本文:
··········

GO OUT CAMPでもGO OUT JAMBOREE 2019から「GO OUT CAMP RUNNING CLUB」と称して日曜の朝に会場のふもとっぱら周辺を走るグループランを開催している。その仕掛人でもあるトレラン界の文化系チーム(!?)「トレイル鳥羽ちゃん」の内、GOCRCに参加するメンツにトレランの魅力について、GO OUT CAMPでのグループランについてあれこれ話してもらった。

Table Of Contents : 目次

仲間を作ってみんなでお祭り的にレース会場に向かって旅するあの時間が最高。走るのはその次(笑)

 

【座談会参加者】

大林義和さん(40)
トレラン歴:10年 海外の100マイルレース 完走
今井 洋さん(38)

··········

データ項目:
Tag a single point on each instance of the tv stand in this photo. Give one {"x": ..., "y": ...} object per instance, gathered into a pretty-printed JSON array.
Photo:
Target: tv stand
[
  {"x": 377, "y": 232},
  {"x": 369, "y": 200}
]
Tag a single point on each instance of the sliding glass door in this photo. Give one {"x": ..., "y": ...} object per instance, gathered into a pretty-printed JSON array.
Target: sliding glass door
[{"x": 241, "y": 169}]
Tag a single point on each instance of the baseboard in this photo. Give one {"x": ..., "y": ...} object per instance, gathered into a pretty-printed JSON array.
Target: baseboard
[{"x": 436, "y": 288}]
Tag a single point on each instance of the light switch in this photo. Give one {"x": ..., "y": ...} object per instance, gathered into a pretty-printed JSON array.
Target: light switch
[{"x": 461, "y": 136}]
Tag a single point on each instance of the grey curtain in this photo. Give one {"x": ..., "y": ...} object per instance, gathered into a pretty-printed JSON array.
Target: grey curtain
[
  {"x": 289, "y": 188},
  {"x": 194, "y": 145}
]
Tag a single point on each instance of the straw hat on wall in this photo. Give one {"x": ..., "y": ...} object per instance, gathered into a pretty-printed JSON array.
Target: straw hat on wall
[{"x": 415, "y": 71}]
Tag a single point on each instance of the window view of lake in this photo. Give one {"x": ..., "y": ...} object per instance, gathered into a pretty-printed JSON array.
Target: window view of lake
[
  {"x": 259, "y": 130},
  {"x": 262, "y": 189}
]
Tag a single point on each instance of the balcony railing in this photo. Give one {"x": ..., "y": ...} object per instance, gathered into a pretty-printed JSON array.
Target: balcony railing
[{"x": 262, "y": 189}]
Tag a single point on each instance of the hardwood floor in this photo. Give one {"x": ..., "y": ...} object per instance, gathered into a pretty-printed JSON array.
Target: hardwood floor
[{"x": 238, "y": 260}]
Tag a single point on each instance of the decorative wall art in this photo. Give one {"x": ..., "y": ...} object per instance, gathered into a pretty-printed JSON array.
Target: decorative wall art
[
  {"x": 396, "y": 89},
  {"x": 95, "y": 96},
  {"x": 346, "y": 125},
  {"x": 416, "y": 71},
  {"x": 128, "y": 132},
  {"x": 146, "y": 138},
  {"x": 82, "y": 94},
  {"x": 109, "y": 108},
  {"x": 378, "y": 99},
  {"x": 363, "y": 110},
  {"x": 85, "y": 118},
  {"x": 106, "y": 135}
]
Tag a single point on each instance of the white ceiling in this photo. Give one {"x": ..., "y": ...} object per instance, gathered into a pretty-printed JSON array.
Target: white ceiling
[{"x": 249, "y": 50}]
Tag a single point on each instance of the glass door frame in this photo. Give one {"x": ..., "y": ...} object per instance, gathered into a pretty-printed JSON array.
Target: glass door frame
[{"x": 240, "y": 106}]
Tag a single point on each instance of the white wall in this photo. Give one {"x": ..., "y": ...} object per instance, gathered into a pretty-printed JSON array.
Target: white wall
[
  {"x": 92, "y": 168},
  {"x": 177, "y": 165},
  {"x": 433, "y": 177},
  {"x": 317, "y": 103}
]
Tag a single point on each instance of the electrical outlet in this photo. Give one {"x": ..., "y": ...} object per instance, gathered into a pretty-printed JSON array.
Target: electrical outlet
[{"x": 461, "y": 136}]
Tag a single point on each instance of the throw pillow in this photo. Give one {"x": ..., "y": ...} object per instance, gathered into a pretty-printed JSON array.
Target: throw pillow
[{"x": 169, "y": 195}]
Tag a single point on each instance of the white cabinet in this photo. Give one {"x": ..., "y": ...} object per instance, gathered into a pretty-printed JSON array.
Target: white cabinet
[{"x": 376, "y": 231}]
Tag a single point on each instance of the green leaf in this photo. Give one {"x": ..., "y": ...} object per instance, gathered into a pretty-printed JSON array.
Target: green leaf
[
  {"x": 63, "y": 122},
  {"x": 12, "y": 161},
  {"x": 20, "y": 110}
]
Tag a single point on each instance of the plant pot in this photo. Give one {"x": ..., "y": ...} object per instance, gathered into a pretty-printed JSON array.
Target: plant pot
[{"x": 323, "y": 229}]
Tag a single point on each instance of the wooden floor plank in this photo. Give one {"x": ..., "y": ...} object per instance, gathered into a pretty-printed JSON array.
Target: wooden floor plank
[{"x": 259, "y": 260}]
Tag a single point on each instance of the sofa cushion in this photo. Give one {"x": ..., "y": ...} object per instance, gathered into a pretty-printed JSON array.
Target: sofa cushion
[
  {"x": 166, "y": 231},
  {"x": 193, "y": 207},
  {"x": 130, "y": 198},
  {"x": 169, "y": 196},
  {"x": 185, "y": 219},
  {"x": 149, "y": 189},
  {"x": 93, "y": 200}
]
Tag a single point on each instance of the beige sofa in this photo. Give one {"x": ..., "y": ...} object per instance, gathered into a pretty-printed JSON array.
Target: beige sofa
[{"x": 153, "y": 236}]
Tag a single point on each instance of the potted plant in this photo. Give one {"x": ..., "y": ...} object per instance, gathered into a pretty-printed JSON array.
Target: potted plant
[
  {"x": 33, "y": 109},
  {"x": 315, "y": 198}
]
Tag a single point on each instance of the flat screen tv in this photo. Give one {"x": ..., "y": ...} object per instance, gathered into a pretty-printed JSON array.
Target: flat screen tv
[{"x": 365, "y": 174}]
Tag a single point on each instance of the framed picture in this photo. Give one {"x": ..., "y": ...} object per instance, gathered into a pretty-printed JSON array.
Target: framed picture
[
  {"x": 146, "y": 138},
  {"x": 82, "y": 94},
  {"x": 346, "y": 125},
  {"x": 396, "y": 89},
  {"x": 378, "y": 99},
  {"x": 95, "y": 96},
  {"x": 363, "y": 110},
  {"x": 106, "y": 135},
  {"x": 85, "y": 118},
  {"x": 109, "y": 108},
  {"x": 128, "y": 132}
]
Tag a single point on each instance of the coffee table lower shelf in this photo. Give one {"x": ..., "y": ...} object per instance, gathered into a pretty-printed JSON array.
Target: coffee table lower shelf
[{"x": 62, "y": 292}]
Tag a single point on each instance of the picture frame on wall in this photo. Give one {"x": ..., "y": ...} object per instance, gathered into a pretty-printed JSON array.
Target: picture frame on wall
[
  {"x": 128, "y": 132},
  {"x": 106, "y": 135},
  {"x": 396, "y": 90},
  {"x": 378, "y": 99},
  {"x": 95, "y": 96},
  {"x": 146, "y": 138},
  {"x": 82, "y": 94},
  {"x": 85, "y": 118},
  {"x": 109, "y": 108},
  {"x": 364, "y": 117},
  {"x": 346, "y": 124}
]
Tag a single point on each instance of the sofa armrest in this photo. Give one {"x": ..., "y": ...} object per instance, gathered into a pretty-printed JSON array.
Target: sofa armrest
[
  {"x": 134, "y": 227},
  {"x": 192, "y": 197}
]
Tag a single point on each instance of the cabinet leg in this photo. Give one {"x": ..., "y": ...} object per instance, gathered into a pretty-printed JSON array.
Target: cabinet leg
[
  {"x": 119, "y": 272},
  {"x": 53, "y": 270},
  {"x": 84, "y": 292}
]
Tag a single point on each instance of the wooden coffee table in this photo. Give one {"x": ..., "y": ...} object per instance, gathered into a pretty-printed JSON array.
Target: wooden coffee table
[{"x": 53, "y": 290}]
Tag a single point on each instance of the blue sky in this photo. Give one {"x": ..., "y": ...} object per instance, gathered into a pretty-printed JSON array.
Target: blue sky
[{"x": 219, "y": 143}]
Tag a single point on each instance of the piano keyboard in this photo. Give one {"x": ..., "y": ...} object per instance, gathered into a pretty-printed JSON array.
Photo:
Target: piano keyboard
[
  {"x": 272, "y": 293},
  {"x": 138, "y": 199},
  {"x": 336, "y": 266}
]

··········

練習問題:
• 1. 本文の内容を2文で要約してください。
• 2. リストから、文字列「sliding」を含む行をすべて抽出してください。大文字と小文字は区別します。

練習問題の解答:
• 1. GO OUT CAMPでは、GO OUT JAMBOREE 2019から「GO OUT CAMP RUNNING CLUB」と称して、日曜の朝に会場のふもとっぱら周辺を走るグループランを開催している。その仕掛人でもあるトレラン界の文化系チーム「トレイル鳥羽ちゃん」のうちGOCRCに参加するメンバーが、トレランの魅力やGO OUT CAMPでのグループランについて語った。

• 2.
Tag a single point on each instance of the sliding glass door in this photo. Give one {"x": ..., "y": ...} object per instance, gathered into a pretty-printed JSON array.
Target: sliding glass door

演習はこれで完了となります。